## Extract to read
'''

Hi there, I thought I would try and share my experiences with health anxiety, partly in the hope that people here may have had similar experiences and good advice, and also simply that I think it might help for me to put it down in writing, hope you'll give it a read if it sounds at all familiar, apologies if it is a bit rambling!
It all began upon returning from university at the start of summer, when I remembered a series of marks I found on my leg following a holiday about 2 years ago, suffice to say I decided they were bat bites and became convinced I was going to become a victim of a bizarrely long-incubating form of rabies. (Or rather the European equivalent, European Bat Lyssavirus).
Whilst it quickly became apparent to me just how ludicrous this was, the rabies worries refused to go away, and this one was replaced with a memory of having slept in a box room adjacent to my attic a similarly long time ago, and therefore I became convinced that this was when I had been exposed to rabies, and that it was again only a matter of time till I was dead.
I eventually managed to shake this off armed with the knowledge that the only species of bat in Britain to carry the virus does not roost in attics, and I went on holiday to Brittany a couple of weeks ago and was having a great time. Until, of course, I noticed more suspicious marks, this time on my wrist, a spot/puncture mark with a sort of scrape, complete with flap of skin, about a cm away from it.

'''

## Provided data
'''

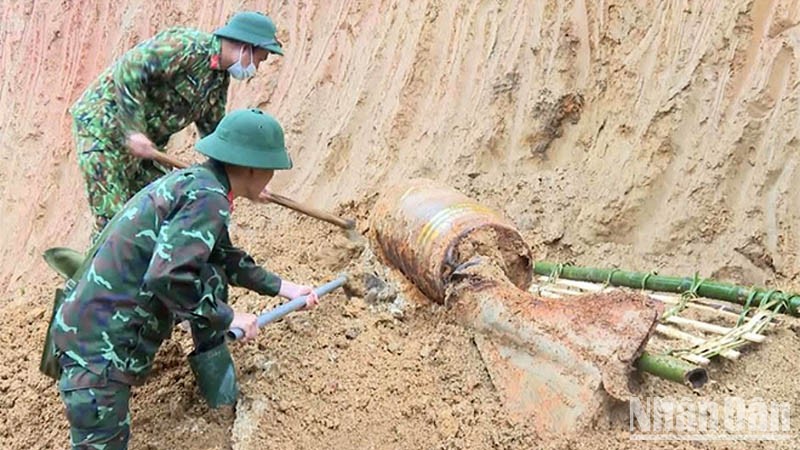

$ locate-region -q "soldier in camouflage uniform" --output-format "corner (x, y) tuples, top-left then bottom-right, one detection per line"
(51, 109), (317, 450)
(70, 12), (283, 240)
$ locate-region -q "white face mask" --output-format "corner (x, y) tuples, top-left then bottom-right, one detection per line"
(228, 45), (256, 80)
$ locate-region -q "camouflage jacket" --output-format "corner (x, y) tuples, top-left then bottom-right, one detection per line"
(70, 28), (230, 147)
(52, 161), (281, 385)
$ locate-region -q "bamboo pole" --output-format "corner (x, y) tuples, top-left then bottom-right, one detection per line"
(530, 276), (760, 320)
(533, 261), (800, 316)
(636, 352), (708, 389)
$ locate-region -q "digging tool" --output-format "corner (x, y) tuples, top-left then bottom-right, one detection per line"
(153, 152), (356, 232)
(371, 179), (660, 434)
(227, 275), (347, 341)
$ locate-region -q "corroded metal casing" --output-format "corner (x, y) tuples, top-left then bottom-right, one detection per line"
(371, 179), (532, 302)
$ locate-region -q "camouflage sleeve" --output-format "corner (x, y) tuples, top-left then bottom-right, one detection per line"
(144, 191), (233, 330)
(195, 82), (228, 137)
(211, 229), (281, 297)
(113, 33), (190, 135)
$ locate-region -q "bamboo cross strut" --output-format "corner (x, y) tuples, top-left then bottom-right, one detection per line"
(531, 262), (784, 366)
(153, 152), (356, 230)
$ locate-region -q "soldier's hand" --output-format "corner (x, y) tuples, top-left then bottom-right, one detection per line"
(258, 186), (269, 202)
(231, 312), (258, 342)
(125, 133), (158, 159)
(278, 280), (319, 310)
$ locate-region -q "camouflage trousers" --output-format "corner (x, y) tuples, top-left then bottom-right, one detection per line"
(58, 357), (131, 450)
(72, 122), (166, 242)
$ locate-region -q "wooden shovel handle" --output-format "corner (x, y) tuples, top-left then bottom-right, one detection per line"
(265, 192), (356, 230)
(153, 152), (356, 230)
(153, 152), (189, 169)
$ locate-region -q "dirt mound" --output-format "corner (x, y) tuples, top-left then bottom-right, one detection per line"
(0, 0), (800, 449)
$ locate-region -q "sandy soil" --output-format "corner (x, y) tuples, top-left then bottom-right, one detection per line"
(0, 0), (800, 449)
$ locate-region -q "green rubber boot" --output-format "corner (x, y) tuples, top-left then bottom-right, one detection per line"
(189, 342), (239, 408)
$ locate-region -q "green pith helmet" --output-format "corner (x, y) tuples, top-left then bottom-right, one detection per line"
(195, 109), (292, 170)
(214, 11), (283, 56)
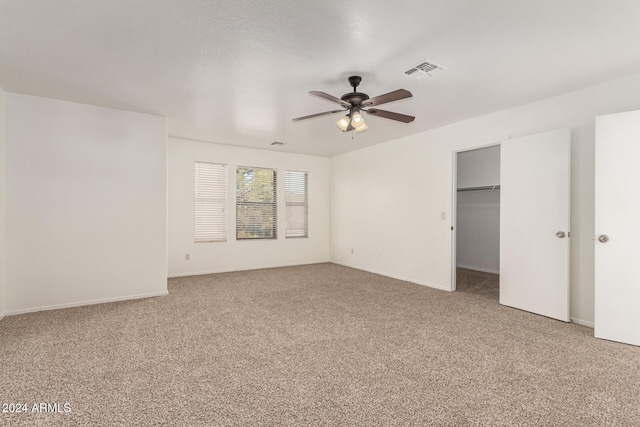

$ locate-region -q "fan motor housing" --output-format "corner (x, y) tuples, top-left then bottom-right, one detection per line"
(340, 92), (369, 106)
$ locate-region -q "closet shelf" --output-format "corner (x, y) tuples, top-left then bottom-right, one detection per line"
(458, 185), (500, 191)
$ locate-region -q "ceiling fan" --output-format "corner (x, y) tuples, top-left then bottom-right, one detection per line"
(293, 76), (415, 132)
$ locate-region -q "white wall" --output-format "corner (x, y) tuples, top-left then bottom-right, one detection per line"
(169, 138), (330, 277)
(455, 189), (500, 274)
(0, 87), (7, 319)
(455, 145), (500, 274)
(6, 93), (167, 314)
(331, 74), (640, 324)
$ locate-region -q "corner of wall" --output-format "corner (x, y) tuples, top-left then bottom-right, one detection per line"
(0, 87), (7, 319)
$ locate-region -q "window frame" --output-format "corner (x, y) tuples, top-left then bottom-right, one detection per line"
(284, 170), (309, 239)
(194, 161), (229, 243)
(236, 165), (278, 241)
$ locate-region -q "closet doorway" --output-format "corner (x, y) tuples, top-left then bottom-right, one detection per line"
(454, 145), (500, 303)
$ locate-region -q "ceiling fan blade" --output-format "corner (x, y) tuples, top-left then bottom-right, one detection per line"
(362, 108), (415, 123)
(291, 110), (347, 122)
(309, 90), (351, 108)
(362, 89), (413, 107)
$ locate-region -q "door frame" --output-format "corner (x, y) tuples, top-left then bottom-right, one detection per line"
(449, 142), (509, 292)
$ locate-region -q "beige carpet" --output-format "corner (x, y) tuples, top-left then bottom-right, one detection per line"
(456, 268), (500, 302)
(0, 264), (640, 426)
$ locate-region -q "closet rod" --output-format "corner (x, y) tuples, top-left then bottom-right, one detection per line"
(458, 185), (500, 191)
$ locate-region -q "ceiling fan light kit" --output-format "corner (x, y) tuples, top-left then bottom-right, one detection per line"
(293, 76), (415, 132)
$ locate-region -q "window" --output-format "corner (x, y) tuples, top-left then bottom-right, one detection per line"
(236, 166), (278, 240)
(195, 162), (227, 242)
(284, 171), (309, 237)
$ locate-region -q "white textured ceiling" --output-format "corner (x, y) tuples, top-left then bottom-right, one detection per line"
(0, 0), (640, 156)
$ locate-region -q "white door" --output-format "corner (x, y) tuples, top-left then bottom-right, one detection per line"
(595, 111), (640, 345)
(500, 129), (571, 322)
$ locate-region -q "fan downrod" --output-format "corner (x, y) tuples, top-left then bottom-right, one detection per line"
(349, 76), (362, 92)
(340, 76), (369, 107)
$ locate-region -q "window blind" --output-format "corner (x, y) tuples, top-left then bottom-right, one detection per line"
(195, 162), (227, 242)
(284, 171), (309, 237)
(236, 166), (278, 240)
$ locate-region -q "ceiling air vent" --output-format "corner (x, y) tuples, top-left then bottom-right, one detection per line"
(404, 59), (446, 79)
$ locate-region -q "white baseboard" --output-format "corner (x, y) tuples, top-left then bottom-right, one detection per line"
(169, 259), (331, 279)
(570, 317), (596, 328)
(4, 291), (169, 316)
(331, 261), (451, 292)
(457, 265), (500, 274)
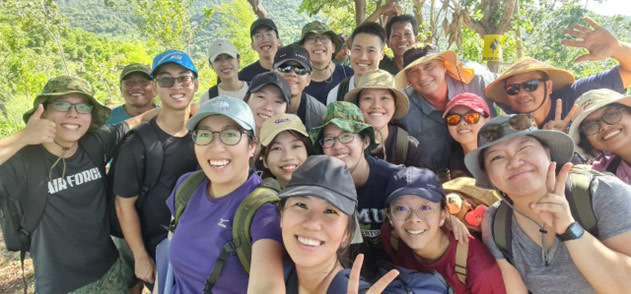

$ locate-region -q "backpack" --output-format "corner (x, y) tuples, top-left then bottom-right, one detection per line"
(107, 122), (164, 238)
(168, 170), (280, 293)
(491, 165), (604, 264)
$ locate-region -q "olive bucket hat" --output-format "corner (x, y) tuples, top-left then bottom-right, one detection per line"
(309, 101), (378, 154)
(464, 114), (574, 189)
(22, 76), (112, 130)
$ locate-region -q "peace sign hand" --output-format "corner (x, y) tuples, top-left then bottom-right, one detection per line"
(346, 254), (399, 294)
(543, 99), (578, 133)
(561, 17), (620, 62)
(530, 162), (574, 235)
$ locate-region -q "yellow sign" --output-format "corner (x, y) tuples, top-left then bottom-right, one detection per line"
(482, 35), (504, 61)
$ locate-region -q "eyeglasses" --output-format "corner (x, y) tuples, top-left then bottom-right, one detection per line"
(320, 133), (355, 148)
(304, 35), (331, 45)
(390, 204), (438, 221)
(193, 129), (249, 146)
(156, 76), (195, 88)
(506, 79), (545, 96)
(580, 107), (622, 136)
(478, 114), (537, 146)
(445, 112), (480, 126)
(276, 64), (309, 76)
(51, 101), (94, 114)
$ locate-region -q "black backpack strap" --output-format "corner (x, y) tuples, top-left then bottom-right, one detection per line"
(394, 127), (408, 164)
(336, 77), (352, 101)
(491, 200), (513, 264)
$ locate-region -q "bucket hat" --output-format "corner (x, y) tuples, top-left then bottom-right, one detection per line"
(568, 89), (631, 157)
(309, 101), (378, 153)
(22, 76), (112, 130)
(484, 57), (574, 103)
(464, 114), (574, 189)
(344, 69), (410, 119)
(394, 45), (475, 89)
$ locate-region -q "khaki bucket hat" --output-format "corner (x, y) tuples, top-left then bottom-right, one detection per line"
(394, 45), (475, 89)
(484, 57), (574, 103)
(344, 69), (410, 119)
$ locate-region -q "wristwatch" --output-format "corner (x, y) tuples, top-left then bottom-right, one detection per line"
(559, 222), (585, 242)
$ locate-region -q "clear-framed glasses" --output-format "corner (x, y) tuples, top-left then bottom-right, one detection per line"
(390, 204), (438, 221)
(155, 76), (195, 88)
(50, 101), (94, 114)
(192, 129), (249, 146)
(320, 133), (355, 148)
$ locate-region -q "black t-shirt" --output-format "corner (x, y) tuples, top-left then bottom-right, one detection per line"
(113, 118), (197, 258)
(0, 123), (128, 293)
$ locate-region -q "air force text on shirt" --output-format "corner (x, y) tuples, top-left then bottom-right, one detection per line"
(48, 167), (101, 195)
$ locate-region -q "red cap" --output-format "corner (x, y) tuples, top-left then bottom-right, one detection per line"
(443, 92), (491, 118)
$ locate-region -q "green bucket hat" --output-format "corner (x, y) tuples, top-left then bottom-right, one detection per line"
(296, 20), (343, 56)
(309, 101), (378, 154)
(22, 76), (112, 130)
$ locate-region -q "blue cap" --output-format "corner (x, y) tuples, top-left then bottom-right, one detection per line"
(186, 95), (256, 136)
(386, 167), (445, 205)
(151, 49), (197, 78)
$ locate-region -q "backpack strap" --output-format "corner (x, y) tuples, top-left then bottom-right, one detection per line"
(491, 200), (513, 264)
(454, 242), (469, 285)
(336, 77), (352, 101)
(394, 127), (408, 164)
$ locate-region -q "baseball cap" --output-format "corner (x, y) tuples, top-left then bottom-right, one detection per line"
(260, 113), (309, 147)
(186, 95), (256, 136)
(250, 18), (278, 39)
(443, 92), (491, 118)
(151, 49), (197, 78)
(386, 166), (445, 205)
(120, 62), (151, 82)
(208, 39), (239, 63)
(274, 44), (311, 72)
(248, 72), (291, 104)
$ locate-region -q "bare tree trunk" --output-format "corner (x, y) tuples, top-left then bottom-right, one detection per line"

'''
'''

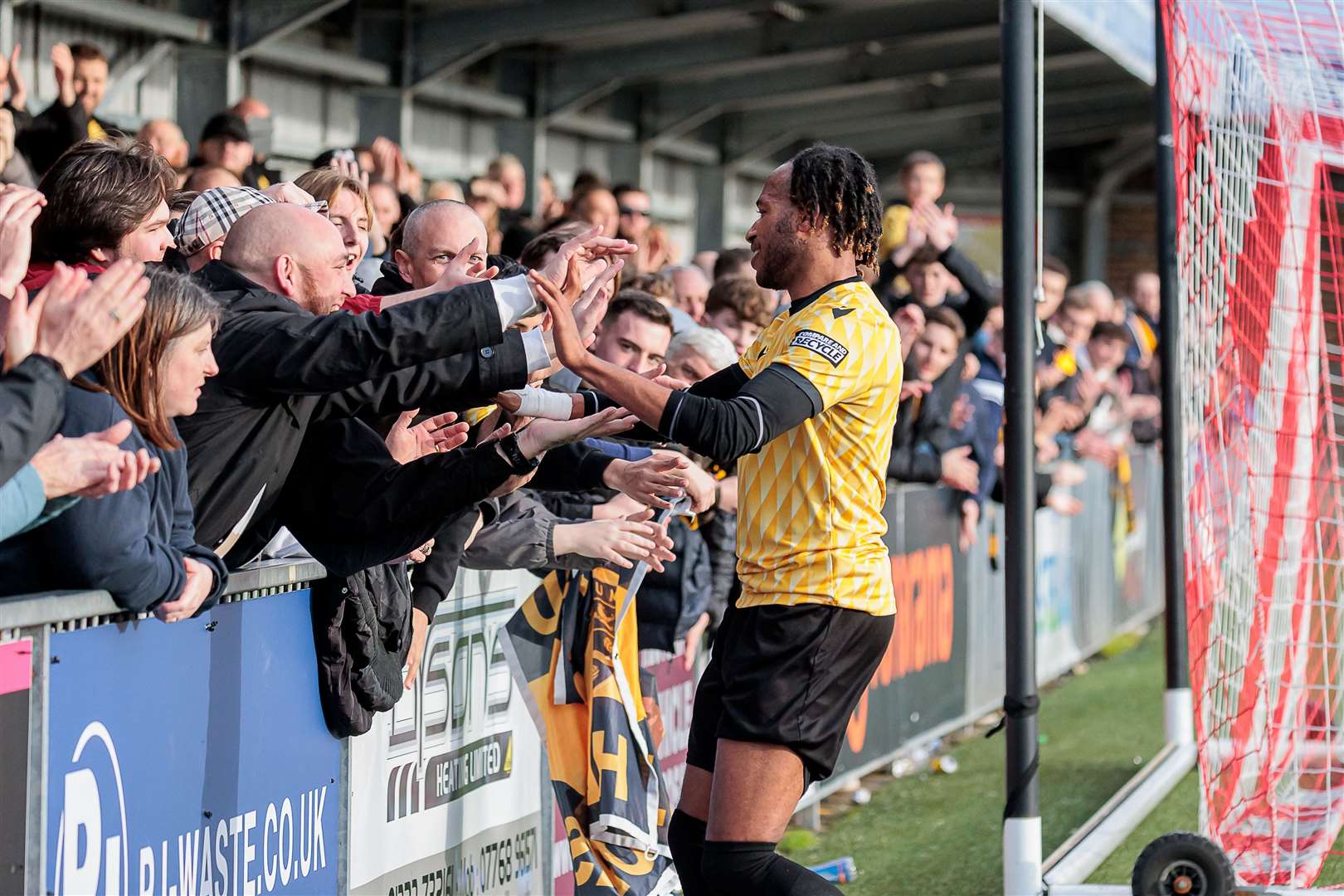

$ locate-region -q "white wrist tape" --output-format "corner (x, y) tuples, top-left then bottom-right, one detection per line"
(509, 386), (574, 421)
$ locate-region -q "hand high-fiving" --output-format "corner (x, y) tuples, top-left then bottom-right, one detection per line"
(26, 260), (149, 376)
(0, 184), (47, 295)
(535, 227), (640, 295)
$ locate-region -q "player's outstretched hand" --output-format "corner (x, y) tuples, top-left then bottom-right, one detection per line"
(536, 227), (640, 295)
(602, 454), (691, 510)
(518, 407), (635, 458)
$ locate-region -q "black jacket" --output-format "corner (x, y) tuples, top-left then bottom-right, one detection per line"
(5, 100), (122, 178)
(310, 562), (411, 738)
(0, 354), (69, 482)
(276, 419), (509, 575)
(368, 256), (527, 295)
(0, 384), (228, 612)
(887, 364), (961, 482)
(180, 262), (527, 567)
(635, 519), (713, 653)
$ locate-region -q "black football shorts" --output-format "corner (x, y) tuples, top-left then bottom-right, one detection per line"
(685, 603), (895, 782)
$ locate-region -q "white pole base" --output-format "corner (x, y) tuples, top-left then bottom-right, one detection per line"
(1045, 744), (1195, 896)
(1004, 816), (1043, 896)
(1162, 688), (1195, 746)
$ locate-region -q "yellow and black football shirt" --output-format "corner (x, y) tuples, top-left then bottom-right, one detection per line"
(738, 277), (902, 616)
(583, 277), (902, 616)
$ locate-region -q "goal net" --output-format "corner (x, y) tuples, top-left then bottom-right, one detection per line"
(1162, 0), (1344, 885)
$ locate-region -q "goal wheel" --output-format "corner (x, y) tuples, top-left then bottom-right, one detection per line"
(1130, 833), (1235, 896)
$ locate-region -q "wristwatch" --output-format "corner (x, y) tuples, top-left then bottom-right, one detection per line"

'''
'''

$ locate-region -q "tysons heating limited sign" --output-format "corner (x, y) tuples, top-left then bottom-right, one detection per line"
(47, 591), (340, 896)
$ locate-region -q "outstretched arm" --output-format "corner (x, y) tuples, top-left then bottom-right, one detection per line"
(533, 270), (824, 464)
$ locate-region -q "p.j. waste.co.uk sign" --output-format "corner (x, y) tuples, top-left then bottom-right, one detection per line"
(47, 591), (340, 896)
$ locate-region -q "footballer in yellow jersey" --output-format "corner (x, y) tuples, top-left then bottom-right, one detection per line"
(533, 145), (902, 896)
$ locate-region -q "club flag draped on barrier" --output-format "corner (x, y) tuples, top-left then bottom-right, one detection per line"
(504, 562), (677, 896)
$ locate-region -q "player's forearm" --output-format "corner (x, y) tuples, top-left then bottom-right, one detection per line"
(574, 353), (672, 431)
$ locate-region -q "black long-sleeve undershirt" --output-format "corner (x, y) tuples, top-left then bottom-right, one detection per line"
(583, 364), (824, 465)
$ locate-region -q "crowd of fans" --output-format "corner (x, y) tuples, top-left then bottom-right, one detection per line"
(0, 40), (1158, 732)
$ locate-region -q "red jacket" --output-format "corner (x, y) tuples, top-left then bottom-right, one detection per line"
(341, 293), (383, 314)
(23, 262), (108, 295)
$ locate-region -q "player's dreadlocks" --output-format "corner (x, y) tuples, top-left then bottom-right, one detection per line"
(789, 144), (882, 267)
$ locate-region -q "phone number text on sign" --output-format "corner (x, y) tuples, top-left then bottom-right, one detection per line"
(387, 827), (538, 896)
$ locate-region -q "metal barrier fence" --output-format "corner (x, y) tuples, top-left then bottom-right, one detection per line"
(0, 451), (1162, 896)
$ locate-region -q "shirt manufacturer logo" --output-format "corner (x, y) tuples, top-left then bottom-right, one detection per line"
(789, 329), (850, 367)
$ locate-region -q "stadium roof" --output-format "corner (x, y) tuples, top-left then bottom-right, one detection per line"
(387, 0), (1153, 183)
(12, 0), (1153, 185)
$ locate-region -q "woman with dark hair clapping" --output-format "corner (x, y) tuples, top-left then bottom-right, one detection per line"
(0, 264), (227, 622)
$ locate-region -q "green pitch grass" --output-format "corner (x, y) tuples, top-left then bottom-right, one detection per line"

'''

## Exercises to complete
a - Reproduce the post about health anxiety starting with "Whilst it quickly" and going on through "I was dead.".
b - In the post about health anxiety, what did the writer decide the marks found on the leg were?
c - Pick up the post about health anxiety after its last sentence and carry it on.
The records have nothing to do with the post about health anxiety.

## Results for each task
a -
Whilst it quickly became apparent to me just how ludicrous this was, the rabies worries refused to go away, and this one was replaced with a memory of having slept in a box room adjacent to my attic a similarly long time ago, and therefore I became convinced that this was when I had been exposed to rabies, and that it was again only a matter of time till I was dead.

b - Bat bites.

c -
Despite having no memory of encountering a bat or really any idea how bat teeth could create a puncture on one side and a totally different wound on the other side, the fact that I had seen bats in the sky around the house I was in, and had sat in the dark to watch stars whilst slightly drunk a few nights before, was enough to convince me, yet again, that I had been bitten by a bat lurking on the armrest of an outdoor chair, and was going to develop EBLV.
Thinking no way was I going to leave this to fester as a worry for the next two years, I went to the GP upon my return, who was very helpful and contacted the Liverpool School of Tropical medicine, and told me he was assured by the two local experts on rabies that given the region I was in and the fact I saw and felt nothing, the chances of me having been bitten by a EBLV-positive bat without knowing was almost zero, and that I had nothing to worry about and no need for shots, and gave me advice about anxiety.
For a few days this helped and I got on with things, but the worry is back again, and despite the evidence to the contrary, the possibility of me becoming the 3rd EBLV victim recorded in Western Europe, and the first ever without a definite bite, seems strangely real. A quick google showed that rabies is a pretty big issue with hypochondriacs and OCD sufferers of all kinds, so I was wondering if anyone here has had similar anxieties?